### [RECORDS FOR THE EXERCISE]
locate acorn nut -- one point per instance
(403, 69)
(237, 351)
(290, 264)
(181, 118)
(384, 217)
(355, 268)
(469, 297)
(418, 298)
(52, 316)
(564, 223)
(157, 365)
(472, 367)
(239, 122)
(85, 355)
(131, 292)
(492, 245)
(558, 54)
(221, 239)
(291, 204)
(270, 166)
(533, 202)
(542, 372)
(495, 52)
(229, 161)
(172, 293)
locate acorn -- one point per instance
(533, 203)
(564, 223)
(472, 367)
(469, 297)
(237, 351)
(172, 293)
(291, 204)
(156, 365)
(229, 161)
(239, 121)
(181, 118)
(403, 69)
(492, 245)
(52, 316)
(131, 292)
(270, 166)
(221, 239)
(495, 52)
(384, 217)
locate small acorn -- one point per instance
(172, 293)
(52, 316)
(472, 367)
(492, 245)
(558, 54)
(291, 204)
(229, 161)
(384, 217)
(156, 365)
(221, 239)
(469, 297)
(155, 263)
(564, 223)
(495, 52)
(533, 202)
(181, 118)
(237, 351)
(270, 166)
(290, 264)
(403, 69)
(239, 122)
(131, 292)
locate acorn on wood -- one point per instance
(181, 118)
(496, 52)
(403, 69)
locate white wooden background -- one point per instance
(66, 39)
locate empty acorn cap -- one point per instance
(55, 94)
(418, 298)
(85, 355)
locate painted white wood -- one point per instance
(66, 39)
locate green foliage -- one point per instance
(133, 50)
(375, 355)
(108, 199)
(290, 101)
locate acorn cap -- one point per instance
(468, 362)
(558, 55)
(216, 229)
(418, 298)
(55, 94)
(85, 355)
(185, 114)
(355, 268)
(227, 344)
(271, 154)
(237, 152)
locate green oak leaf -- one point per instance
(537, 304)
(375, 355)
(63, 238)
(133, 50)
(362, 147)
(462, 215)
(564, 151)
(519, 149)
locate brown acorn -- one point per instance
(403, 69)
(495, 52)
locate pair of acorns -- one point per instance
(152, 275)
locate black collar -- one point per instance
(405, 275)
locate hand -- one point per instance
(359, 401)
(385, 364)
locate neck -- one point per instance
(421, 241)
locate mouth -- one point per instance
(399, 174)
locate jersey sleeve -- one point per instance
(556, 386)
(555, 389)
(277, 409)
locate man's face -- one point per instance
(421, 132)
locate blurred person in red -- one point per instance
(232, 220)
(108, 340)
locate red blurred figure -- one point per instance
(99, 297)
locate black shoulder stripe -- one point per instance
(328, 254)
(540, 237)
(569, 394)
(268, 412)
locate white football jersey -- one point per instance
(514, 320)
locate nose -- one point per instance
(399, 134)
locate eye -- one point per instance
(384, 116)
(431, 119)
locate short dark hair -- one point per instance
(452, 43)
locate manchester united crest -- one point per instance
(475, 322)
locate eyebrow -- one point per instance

### [TASK BRIEF]
Please copy every line of the material above word for word, leaving nothing out and changing nothing.

### [REPLY TO THE TASK]
locate acorn nut -- one point per instance
(403, 69)
(237, 351)
(290, 264)
(181, 118)
(384, 217)
(355, 268)
(469, 297)
(418, 298)
(52, 316)
(564, 223)
(157, 365)
(472, 367)
(239, 122)
(85, 355)
(131, 292)
(492, 245)
(558, 54)
(221, 239)
(291, 204)
(270, 166)
(533, 202)
(542, 372)
(495, 52)
(229, 161)
(172, 293)
locate acorn -- one point per instance
(533, 203)
(564, 223)
(472, 367)
(469, 297)
(237, 351)
(172, 293)
(291, 204)
(156, 365)
(229, 161)
(239, 121)
(181, 118)
(403, 69)
(492, 245)
(52, 316)
(131, 292)
(270, 166)
(221, 239)
(495, 52)
(384, 217)
locate small acorn -- one point per instance
(172, 293)
(52, 316)
(472, 367)
(492, 245)
(558, 54)
(291, 204)
(229, 161)
(384, 217)
(156, 365)
(221, 239)
(469, 297)
(155, 263)
(564, 223)
(495, 52)
(533, 202)
(181, 118)
(237, 351)
(270, 166)
(290, 264)
(403, 69)
(239, 122)
(131, 292)
locate acorn on wood -- one point per instance
(181, 118)
(496, 52)
(403, 69)
locate white wooden background -- one point per instance
(66, 39)
locate empty acorn cap -- one point per instance
(55, 94)
(418, 298)
(85, 355)
locate painted white wood -- one point per instance
(66, 39)
locate green foliage -- one point per instance
(133, 50)
(375, 355)
(108, 199)
(290, 101)
locate acorn cap -- one point per instance
(468, 362)
(558, 55)
(216, 229)
(418, 298)
(55, 94)
(85, 355)
(185, 114)
(355, 268)
(227, 344)
(271, 154)
(237, 152)
locate green oak leaf -- one point per instance
(537, 304)
(375, 355)
(63, 238)
(133, 50)
(362, 147)
(462, 215)
(564, 151)
(519, 149)
locate brown acorn -- one point per instance
(403, 69)
(495, 52)
locate pair of acorns -- one point per instance
(152, 275)
locate black collar -- one point per instance
(405, 275)
locate hand -- one point per instance
(359, 401)
(385, 364)
locate neck -- one point per instance
(421, 241)
locate mouth -- one point per instance
(399, 174)
locate jersey sleeve -- one point per instance
(556, 386)
(555, 389)
(277, 409)
locate man's face -- one point per instance
(421, 132)
locate blurred person in red -- one point per instance
(232, 220)
(108, 340)
locate red blurred figure -- one point per instance
(99, 297)
locate black shoulder stripe -- one point per instance
(328, 254)
(540, 237)
(569, 394)
(268, 412)
locate white football jersey -- one point per instance
(514, 320)
locate nose -- one point per instance
(399, 134)
locate eye -- one point per instance
(384, 116)
(431, 119)
locate short dark hair -- one point per instance
(452, 43)
locate manchester united crest -- one point per instance
(475, 322)
locate eyebrow -- one point per instance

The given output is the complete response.